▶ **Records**
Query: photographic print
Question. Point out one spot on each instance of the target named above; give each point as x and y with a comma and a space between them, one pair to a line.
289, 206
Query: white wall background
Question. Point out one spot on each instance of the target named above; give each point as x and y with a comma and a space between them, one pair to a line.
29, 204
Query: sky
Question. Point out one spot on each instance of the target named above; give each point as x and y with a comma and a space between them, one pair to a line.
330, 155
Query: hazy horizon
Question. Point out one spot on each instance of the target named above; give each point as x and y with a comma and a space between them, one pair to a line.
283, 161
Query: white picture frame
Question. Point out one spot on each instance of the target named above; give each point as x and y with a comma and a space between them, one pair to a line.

▶ **WORK TO DO**
Turn everything in the items from the line containing "Query: white wall background" down to the end of the items into a numbered list, dropping any blank lines.

▶ **TASK ANSWER**
1. Query: white wall background
2. Question. Point out one spot on each instance of the target named above; give each point as x and y with a comma and a space between them, one pair to a line.
3. 29, 204
4. Query: sky
5. Question. Point out one spot on each instance of the target named above; give each point as x and y with a comma and a space between them, one pair to a line.
6. 330, 155
7. Query: hazy horizon
8. Question. Point out one spot on each instance of the target named above; give each point as x and y with a comma and a space between them, one pair to a line.
9. 283, 161
10. Query: white picture frame
11. Question. Point out one spot on each instance of the target named above; give each point as x and y with a comma and a space between them, one pair to a line.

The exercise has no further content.